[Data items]

•••••

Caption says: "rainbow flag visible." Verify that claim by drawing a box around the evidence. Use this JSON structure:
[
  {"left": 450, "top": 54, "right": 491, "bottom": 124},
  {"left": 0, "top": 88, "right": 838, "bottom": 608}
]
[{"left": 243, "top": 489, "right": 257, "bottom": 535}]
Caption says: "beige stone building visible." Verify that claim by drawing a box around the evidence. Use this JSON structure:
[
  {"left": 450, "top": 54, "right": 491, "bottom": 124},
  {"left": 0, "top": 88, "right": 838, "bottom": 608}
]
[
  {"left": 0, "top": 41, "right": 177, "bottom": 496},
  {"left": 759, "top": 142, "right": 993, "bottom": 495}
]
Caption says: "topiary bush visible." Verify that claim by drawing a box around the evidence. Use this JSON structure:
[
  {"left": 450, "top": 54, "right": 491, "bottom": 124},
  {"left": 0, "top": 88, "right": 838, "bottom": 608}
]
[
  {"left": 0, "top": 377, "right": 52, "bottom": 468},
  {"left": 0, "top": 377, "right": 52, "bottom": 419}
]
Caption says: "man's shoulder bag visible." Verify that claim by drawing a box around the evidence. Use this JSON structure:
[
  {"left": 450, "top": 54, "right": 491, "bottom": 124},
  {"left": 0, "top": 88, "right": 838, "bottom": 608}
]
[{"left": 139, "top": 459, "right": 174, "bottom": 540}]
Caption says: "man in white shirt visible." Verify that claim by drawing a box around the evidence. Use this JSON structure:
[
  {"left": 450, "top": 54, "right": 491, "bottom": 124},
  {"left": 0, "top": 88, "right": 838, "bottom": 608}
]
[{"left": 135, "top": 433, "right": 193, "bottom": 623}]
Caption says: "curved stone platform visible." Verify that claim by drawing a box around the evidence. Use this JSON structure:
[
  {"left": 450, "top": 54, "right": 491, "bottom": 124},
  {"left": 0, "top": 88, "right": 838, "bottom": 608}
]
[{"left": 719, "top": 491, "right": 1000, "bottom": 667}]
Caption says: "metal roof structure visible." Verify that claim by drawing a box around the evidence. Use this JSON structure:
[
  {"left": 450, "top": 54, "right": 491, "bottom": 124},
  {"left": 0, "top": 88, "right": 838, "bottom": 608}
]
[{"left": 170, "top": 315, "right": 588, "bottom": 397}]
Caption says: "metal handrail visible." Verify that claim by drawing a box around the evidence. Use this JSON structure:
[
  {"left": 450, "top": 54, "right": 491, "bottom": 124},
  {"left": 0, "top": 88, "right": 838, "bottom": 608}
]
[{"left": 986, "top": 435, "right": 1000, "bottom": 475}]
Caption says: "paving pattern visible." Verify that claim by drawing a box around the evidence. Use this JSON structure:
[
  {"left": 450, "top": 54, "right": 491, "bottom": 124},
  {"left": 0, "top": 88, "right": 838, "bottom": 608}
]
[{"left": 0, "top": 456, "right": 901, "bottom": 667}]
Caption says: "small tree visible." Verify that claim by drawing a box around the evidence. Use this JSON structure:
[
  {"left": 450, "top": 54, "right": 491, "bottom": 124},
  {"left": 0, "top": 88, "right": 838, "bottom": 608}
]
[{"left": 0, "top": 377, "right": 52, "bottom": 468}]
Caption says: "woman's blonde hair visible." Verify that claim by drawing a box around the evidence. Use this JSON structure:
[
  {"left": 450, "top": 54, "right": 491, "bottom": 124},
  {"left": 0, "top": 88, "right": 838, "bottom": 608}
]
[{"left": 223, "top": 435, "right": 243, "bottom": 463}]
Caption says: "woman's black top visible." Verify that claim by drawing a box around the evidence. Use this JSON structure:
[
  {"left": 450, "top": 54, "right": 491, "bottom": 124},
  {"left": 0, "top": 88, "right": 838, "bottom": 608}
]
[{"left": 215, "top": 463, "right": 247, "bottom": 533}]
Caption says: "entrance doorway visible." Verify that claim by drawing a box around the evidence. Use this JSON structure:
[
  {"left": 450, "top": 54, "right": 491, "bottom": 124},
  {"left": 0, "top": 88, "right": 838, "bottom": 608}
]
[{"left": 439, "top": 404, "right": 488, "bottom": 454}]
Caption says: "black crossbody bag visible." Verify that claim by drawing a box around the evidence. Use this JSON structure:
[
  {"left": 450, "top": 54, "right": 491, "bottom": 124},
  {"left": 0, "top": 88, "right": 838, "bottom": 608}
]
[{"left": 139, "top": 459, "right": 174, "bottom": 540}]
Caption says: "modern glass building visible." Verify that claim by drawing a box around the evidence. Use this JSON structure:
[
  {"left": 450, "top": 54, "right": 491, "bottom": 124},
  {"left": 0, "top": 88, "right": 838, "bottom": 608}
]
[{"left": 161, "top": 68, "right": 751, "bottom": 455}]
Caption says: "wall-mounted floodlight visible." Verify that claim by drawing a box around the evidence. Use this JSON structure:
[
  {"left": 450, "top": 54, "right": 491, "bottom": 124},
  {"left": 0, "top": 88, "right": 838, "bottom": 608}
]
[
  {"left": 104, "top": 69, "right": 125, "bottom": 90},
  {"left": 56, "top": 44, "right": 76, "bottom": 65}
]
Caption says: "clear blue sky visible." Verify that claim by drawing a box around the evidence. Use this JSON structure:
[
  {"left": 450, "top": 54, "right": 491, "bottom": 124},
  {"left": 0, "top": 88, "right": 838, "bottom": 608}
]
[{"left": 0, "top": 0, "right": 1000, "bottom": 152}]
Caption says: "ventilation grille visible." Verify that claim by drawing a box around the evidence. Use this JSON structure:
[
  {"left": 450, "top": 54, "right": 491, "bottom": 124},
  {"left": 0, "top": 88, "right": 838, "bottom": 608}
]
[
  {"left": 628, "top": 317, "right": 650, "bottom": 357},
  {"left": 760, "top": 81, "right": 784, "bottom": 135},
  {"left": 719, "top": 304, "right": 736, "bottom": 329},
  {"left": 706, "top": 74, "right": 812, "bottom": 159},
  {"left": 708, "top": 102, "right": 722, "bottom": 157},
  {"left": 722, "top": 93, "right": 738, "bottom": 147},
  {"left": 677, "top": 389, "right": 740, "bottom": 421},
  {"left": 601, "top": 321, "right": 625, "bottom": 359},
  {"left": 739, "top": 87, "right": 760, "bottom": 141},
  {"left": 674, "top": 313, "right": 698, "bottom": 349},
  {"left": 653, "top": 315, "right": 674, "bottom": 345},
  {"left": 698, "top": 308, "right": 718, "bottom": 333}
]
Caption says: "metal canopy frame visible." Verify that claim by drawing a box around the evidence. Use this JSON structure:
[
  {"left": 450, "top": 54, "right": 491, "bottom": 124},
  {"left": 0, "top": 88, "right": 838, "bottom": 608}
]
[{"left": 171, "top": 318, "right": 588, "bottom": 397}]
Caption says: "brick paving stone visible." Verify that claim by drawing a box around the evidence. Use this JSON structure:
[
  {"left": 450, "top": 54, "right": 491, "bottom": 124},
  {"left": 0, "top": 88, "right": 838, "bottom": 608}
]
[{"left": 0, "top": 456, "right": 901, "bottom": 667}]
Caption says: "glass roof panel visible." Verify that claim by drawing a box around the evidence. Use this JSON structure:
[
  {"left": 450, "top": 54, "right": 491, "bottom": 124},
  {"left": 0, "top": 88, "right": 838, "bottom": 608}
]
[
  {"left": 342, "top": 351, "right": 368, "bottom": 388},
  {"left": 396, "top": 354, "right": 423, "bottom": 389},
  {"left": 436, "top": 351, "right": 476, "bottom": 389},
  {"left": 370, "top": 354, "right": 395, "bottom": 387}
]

•••••

_Challenge_. Please restate the whole listing word for word.

_Written solution_.
Caption says: "rainbow flag visible." Verify that claim by drawing a box around the evidence. Use this JSON structure:
[
  {"left": 450, "top": 54, "right": 491, "bottom": 124},
  {"left": 0, "top": 88, "right": 838, "bottom": 608}
]
[{"left": 243, "top": 489, "right": 257, "bottom": 535}]
Caption says: "beige stone building visible." Verify that claim by drawing a box around the evidence. Use this JSON structure:
[
  {"left": 450, "top": 54, "right": 491, "bottom": 124},
  {"left": 0, "top": 88, "right": 838, "bottom": 608}
]
[
  {"left": 0, "top": 41, "right": 177, "bottom": 496},
  {"left": 759, "top": 142, "right": 993, "bottom": 495}
]
Caption says: "topiary bush visible." Verify that claim by drawing a box around the evidence. Use this JSON structure:
[
  {"left": 450, "top": 54, "right": 491, "bottom": 124},
  {"left": 0, "top": 88, "right": 838, "bottom": 608}
]
[
  {"left": 0, "top": 377, "right": 52, "bottom": 468},
  {"left": 0, "top": 377, "right": 52, "bottom": 419}
]
Caption says: "man's shoulder bag visible." Verify that claim by drawing a box around the evidence. Use this JSON structure:
[
  {"left": 450, "top": 54, "right": 491, "bottom": 124},
  {"left": 0, "top": 88, "right": 838, "bottom": 608}
]
[{"left": 139, "top": 459, "right": 174, "bottom": 540}]
Caption says: "man in white shirt visible." Verify that claim by drawing a box around the evidence. Use this JSON structure:
[
  {"left": 450, "top": 54, "right": 491, "bottom": 124},
  {"left": 0, "top": 88, "right": 838, "bottom": 608}
]
[{"left": 135, "top": 433, "right": 193, "bottom": 623}]
Caption says: "curved stone platform visible." Verify that claim by drawing a box around the evidence. Use this JSON structure:
[
  {"left": 450, "top": 54, "right": 491, "bottom": 124},
  {"left": 0, "top": 88, "right": 838, "bottom": 608}
]
[{"left": 719, "top": 491, "right": 1000, "bottom": 667}]
Caption says: "metal roof structure visible." Verify that claim by drawing a box around the evidence. Use this JSON structure:
[
  {"left": 450, "top": 54, "right": 491, "bottom": 124},
  {"left": 0, "top": 88, "right": 838, "bottom": 608}
]
[{"left": 170, "top": 315, "right": 588, "bottom": 397}]
Caption says: "metal handrail visible." Verify that claim by drawing a box around the evidence. Use this JSON structure:
[
  {"left": 450, "top": 54, "right": 491, "bottom": 124},
  {"left": 0, "top": 88, "right": 838, "bottom": 608}
]
[{"left": 986, "top": 435, "right": 1000, "bottom": 475}]
Caption says: "paving pattern visible." Verify that claim by drawing a box around the evidence. Use this JSON structure:
[
  {"left": 450, "top": 54, "right": 491, "bottom": 124},
  {"left": 0, "top": 88, "right": 838, "bottom": 608}
]
[{"left": 0, "top": 456, "right": 901, "bottom": 667}]
Caption says: "small tree visible." Verify that claim by drawing a box around the evidence. Use this JSON structure:
[
  {"left": 450, "top": 54, "right": 491, "bottom": 124},
  {"left": 0, "top": 88, "right": 838, "bottom": 608}
]
[{"left": 0, "top": 377, "right": 52, "bottom": 468}]
Caption says: "woman's blonde hair visible." Verify that claim by drawing a box around the evidence. Use this JSON structure:
[
  {"left": 450, "top": 54, "right": 491, "bottom": 124},
  {"left": 0, "top": 88, "right": 838, "bottom": 608}
]
[{"left": 223, "top": 435, "right": 243, "bottom": 463}]
Caption says: "woman's black top visible." Verify that claim by drawing a box around the evidence. Use this JSON structure:
[
  {"left": 450, "top": 54, "right": 491, "bottom": 124},
  {"left": 0, "top": 88, "right": 838, "bottom": 608}
]
[{"left": 215, "top": 463, "right": 247, "bottom": 533}]
Caption says: "entrance doorway visible." Verify that claim by drawing a box around the evidence. Use this JSON structure:
[
  {"left": 450, "top": 54, "right": 491, "bottom": 124},
  {"left": 0, "top": 88, "right": 838, "bottom": 608}
]
[{"left": 439, "top": 404, "right": 488, "bottom": 454}]
Caption says: "black crossbody bag visible." Verify that claim by drawing a box around the evidence. Use this JSON structure:
[
  {"left": 450, "top": 54, "right": 491, "bottom": 124},
  {"left": 0, "top": 88, "right": 838, "bottom": 608}
]
[{"left": 139, "top": 459, "right": 174, "bottom": 540}]
Caption says: "modern glass building visible." Verify that claim by drawing a box around the evidence. Use this JSON structure:
[
  {"left": 450, "top": 54, "right": 491, "bottom": 124},
  {"left": 0, "top": 88, "right": 838, "bottom": 608}
]
[{"left": 161, "top": 68, "right": 751, "bottom": 455}]
Caption says: "wall-mounted floodlight visible." Verify that claim by drawing a box around the evidence. Use this JSON structure:
[
  {"left": 450, "top": 54, "right": 491, "bottom": 124},
  {"left": 0, "top": 88, "right": 838, "bottom": 608}
]
[
  {"left": 104, "top": 69, "right": 125, "bottom": 90},
  {"left": 56, "top": 44, "right": 76, "bottom": 65}
]
Caption says: "clear blue sky visible." Verify that claim by drawing a box around the evidence. Use this JSON structure:
[
  {"left": 450, "top": 54, "right": 491, "bottom": 124},
  {"left": 0, "top": 88, "right": 838, "bottom": 608}
]
[{"left": 0, "top": 0, "right": 1000, "bottom": 152}]
Caption says: "ventilation grille visible." Verify that claim by drawing a box around the evidence. Use this JSON structure:
[
  {"left": 450, "top": 54, "right": 491, "bottom": 124},
  {"left": 0, "top": 88, "right": 838, "bottom": 608}
]
[
  {"left": 628, "top": 317, "right": 650, "bottom": 357},
  {"left": 760, "top": 81, "right": 784, "bottom": 135},
  {"left": 719, "top": 304, "right": 736, "bottom": 329},
  {"left": 706, "top": 74, "right": 812, "bottom": 159},
  {"left": 708, "top": 102, "right": 722, "bottom": 157},
  {"left": 722, "top": 93, "right": 738, "bottom": 147},
  {"left": 677, "top": 389, "right": 740, "bottom": 421},
  {"left": 601, "top": 321, "right": 625, "bottom": 359},
  {"left": 739, "top": 87, "right": 760, "bottom": 141},
  {"left": 674, "top": 313, "right": 698, "bottom": 349},
  {"left": 653, "top": 315, "right": 674, "bottom": 345},
  {"left": 698, "top": 308, "right": 718, "bottom": 333}
]
Caption says: "metal canopy frame visible." Verify that claim by drawing a box around the evidence. Use this JSON structure:
[
  {"left": 450, "top": 54, "right": 491, "bottom": 124},
  {"left": 0, "top": 88, "right": 838, "bottom": 608}
]
[{"left": 171, "top": 318, "right": 588, "bottom": 397}]
Caption says: "brick paving stone visible." Verify that claim by drawing a box around the evidence. Use this JSON structure:
[
  {"left": 450, "top": 54, "right": 491, "bottom": 124},
  {"left": 0, "top": 88, "right": 838, "bottom": 608}
]
[{"left": 0, "top": 456, "right": 901, "bottom": 667}]
Caption says: "glass roof panel visible." Verify that claim by drawing a box around the evidence. Use this JSON structure:
[
  {"left": 450, "top": 54, "right": 491, "bottom": 124},
  {"left": 0, "top": 88, "right": 838, "bottom": 608}
]
[
  {"left": 342, "top": 351, "right": 368, "bottom": 388},
  {"left": 396, "top": 354, "right": 423, "bottom": 389},
  {"left": 436, "top": 351, "right": 476, "bottom": 389},
  {"left": 370, "top": 354, "right": 395, "bottom": 387}
]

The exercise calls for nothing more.